**AVAILABLE DATA**.
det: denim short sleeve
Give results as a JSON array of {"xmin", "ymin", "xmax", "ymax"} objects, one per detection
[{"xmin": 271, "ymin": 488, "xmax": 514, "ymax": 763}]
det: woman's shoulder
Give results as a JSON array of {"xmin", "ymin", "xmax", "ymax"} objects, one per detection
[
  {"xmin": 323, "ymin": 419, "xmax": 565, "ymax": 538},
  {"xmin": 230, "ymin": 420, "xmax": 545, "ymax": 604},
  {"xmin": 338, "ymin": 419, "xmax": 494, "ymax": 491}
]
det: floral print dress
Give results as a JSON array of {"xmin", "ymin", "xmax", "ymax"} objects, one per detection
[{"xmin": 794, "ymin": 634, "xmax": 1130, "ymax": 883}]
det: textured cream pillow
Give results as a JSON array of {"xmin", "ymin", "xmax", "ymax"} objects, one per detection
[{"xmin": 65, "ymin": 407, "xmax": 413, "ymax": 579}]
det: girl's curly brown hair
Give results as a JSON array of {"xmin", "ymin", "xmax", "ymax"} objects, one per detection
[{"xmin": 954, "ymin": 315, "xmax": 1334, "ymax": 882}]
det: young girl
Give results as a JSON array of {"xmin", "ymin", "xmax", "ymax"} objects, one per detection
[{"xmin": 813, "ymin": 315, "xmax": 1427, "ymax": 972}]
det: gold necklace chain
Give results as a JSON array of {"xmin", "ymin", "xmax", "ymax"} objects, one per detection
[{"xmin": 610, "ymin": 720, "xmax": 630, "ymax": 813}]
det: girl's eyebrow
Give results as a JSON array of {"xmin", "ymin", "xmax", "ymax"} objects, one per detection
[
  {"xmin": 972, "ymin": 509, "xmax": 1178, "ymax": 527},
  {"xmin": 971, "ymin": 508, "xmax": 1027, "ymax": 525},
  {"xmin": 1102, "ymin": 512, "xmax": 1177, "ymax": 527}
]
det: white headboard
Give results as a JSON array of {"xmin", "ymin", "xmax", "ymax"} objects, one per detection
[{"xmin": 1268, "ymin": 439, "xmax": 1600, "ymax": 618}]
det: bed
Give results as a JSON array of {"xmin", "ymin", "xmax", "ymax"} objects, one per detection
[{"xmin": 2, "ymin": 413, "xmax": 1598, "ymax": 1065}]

**WORK REQUEST**.
Please reproduce each entry exactly as it appears.

**EXERCISE RESULT**.
det: denim short sleeve
Give results as a JSON array of {"xmin", "ymin", "xmax", "ymax"} objects, one per detection
[{"xmin": 271, "ymin": 488, "xmax": 514, "ymax": 763}]
det: woman's shoulder
Give results as a JSON array of {"xmin", "ymin", "xmax", "ymax"} objects, one per detection
[
  {"xmin": 323, "ymin": 419, "xmax": 565, "ymax": 538},
  {"xmin": 230, "ymin": 420, "xmax": 545, "ymax": 604},
  {"xmin": 338, "ymin": 419, "xmax": 494, "ymax": 491}
]
det: floral print dress
Give results as a JSON array of {"xmin", "ymin", "xmax", "ymax"} objects, one per detection
[{"xmin": 794, "ymin": 634, "xmax": 1130, "ymax": 883}]
det: textured cream pillow
Give results as a JSON array of {"xmin", "ymin", "xmax", "ymax"} objects, one per detection
[{"xmin": 65, "ymin": 407, "xmax": 413, "ymax": 579}]
det: girl's curly brown hair
Give results as a JSON array of {"xmin", "ymin", "xmax", "ymax"} objects, one per detection
[{"xmin": 954, "ymin": 315, "xmax": 1334, "ymax": 882}]
det: young girl
Give results as a JSON array of {"xmin", "ymin", "xmax", "ymax"} objects, one per detection
[{"xmin": 813, "ymin": 315, "xmax": 1427, "ymax": 972}]
det: gold necklace chain
Give results as a JSON array of {"xmin", "ymin", "xmax", "ymax"} objects, one per detection
[{"xmin": 610, "ymin": 720, "xmax": 630, "ymax": 813}]
det: girl's eyebrow
Give results as a JSON array of {"xmin", "ymin", "xmax", "ymax"} objects, one per detection
[
  {"xmin": 972, "ymin": 509, "xmax": 1178, "ymax": 527},
  {"xmin": 971, "ymin": 508, "xmax": 1027, "ymax": 525},
  {"xmin": 1102, "ymin": 512, "xmax": 1177, "ymax": 527}
]
det: white headboard
Give results as a JSON array of {"xmin", "ymin", "xmax", "ymax"} objects, one per detection
[{"xmin": 1268, "ymin": 439, "xmax": 1600, "ymax": 618}]
det: bed
Give results as a JSON array of {"xmin", "ymin", "xmax", "ymax"} objects, one per detection
[{"xmin": 2, "ymin": 413, "xmax": 1598, "ymax": 1065}]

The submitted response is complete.